Write every entry out again, unchanged.

[Entries taken from a collection]
• • •
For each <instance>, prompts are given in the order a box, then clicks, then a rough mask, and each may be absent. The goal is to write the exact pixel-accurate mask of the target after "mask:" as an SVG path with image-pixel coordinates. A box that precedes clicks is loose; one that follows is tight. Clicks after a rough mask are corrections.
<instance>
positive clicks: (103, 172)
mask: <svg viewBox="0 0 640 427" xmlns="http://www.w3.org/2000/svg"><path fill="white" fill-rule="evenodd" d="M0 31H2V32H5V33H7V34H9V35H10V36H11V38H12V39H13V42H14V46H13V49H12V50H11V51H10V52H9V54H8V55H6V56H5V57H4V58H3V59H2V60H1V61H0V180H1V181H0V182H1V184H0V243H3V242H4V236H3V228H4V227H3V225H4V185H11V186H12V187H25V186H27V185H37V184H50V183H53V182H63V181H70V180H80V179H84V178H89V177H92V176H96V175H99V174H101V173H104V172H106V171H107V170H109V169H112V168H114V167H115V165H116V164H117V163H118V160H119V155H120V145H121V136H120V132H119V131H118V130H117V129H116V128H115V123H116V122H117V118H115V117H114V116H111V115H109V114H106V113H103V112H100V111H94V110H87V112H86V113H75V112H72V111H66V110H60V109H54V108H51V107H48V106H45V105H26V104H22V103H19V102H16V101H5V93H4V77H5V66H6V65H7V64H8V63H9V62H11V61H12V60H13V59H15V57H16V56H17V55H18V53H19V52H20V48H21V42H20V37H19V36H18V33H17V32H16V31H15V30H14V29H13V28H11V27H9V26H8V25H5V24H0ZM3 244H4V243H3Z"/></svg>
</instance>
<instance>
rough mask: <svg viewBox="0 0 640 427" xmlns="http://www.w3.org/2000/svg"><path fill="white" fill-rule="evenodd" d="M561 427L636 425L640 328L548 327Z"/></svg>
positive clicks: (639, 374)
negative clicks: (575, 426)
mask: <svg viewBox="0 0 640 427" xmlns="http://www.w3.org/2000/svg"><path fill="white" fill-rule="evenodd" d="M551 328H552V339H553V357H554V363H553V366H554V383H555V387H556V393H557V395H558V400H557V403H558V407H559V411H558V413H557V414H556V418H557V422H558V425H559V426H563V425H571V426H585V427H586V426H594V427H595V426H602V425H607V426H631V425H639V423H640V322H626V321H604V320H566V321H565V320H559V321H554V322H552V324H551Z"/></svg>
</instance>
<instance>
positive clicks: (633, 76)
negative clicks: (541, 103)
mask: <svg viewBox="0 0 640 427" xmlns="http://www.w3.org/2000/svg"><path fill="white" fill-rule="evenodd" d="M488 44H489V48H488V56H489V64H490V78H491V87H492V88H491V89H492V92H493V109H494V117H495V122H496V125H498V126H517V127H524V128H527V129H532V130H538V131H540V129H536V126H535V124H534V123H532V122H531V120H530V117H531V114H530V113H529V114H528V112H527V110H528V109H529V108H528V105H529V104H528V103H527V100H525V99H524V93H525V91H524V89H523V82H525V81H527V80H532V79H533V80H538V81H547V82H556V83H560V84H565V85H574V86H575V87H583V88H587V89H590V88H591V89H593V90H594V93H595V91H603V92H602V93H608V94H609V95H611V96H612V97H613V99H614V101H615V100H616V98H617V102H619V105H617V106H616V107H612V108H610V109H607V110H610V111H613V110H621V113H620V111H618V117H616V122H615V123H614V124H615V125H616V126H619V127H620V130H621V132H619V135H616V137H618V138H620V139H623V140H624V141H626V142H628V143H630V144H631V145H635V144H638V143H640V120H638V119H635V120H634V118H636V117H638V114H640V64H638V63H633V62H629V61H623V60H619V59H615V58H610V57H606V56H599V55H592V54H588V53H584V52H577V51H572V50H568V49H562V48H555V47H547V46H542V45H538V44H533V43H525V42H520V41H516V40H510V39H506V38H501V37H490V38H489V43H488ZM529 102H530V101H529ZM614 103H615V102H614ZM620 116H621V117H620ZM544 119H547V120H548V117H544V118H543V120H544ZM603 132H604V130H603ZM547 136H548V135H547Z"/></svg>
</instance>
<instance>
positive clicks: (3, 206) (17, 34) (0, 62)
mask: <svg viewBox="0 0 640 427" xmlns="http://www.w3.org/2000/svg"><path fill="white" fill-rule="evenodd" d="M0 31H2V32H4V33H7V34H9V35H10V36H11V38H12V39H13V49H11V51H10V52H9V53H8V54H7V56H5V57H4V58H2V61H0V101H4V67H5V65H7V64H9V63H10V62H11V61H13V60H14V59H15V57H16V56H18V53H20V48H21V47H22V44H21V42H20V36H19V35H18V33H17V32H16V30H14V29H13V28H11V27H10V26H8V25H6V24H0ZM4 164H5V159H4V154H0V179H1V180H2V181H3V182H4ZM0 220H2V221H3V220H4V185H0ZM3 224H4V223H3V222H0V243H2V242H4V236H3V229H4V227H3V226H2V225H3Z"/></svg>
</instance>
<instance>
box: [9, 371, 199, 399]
• • •
*EXPECTED ANSWER*:
For each <instance>, prompts are given in the order a box, then clicks, then a rough mask, and each may be absent. The goal is to write the exact pixel-accurate mask of the target after "mask:" as an SVG path with image-pixel coordinates. A box that precedes clicks is loose; one that follows is tight. Clicks after a rough mask are corrections.
<instance>
positive clicks: (103, 172)
mask: <svg viewBox="0 0 640 427" xmlns="http://www.w3.org/2000/svg"><path fill="white" fill-rule="evenodd" d="M0 31H2V32H5V33H7V34H9V35H10V36H11V38H12V39H13V42H14V46H13V49H12V50H11V51H10V52H9V54H8V55H6V56H5V57H4V58H3V59H2V60H1V61H0V180H1V181H0V182H1V184H0V243H3V242H4V236H3V228H4V227H3V225H4V185H11V186H12V187H25V186H27V185H37V184H50V183H53V182H63V181H70V180H80V179H84V178H89V177H92V176H96V175H99V174H101V173H104V172H106V171H107V170H109V169H112V168H114V167H115V165H116V164H117V163H118V160H119V155H120V145H121V136H120V132H119V131H118V130H117V129H116V128H115V123H116V122H117V118H115V117H114V116H111V115H109V114H106V113H103V112H100V111H94V110H87V112H86V113H75V112H72V111H66V110H60V109H54V108H51V107H48V106H45V105H26V104H22V103H19V102H16V101H5V93H4V77H5V66H6V65H7V64H8V63H9V62H11V61H12V60H13V59H15V57H16V56H17V55H18V53H19V52H20V48H21V42H20V37H19V36H18V33H17V32H16V31H15V30H14V29H13V28H11V27H9V26H8V25H5V24H0ZM3 244H4V243H3Z"/></svg>
</instance>
<instance>
rough mask: <svg viewBox="0 0 640 427" xmlns="http://www.w3.org/2000/svg"><path fill="white" fill-rule="evenodd" d="M561 427L636 425L640 328L548 327Z"/></svg>
positive clicks: (639, 374)
negative clicks: (575, 426)
mask: <svg viewBox="0 0 640 427" xmlns="http://www.w3.org/2000/svg"><path fill="white" fill-rule="evenodd" d="M551 328H552V339H553V357H554V363H553V366H554V383H555V387H556V393H557V395H558V400H557V403H558V407H559V411H558V413H557V414H556V418H557V422H558V425H559V426H563V425H571V426H585V427H586V426H594V427H595V426H602V425H607V426H631V425H639V423H640V322H626V321H604V320H566V321H565V320H559V321H554V322H552V324H551Z"/></svg>
</instance>
<instance>
positive clicks: (633, 76)
negative clicks: (541, 103)
mask: <svg viewBox="0 0 640 427" xmlns="http://www.w3.org/2000/svg"><path fill="white" fill-rule="evenodd" d="M488 44H489V48H488V56H489V64H490V78H491V87H492V88H491V89H492V92H493V109H494V117H495V122H496V125H498V126H517V127H524V128H527V129H532V130H538V131H540V129H536V126H535V124H534V123H532V122H531V120H530V117H531V114H530V113H529V114H528V112H527V110H528V109H529V108H528V105H529V104H528V103H527V100H525V99H524V93H525V91H524V89H523V82H525V81H527V80H532V79H533V80H538V81H547V82H556V83H560V84H565V85H574V86H575V87H583V88H587V89H590V88H591V89H593V90H594V93H595V91H603V92H602V93H608V94H609V95H611V96H612V97H613V99H614V101H615V100H616V98H617V102H619V105H617V106H616V107H612V108H610V109H607V110H610V111H613V110H621V113H620V111H618V117H616V122H615V123H614V124H615V125H616V126H619V127H620V130H621V132H619V135H616V137H618V138H620V139H623V140H624V141H626V142H628V143H630V144H631V145H635V144H638V143H640V120H638V119H635V120H634V118H636V117H638V114H640V64H638V63H633V62H629V61H623V60H619V59H615V58H610V57H606V56H599V55H592V54H588V53H584V52H577V51H572V50H568V49H562V48H555V47H547V46H542V45H538V44H533V43H525V42H520V41H516V40H510V39H506V38H501V37H490V38H489V43H488ZM529 102H530V101H529ZM614 103H615V102H614ZM620 116H621V117H620ZM544 119H547V120H548V117H544V118H543V120H544ZM603 132H604V130H603ZM547 136H548V135H547Z"/></svg>
</instance>
<instance>
positive clicks: (3, 206) (17, 34) (0, 62)
mask: <svg viewBox="0 0 640 427" xmlns="http://www.w3.org/2000/svg"><path fill="white" fill-rule="evenodd" d="M0 31H2V32H4V33H7V34H9V35H10V36H11V38H12V39H13V49H11V51H10V52H9V53H8V54H7V56H5V57H4V58H2V61H0V101H4V67H5V65H7V64H9V63H10V62H11V61H13V60H14V59H15V57H16V56H18V53H20V48H21V47H22V44H21V42H20V36H19V35H18V33H17V32H16V30H14V29H13V28H11V27H10V26H8V25H6V24H0ZM4 164H5V159H4V154H0V179H1V180H2V181H3V182H4ZM0 220H2V221H3V220H4V185H0ZM3 224H4V223H3V222H0V243H2V242H4V236H3V229H4V227H3V226H2V225H3Z"/></svg>
</instance>
<instance>
box: [9, 371, 199, 399]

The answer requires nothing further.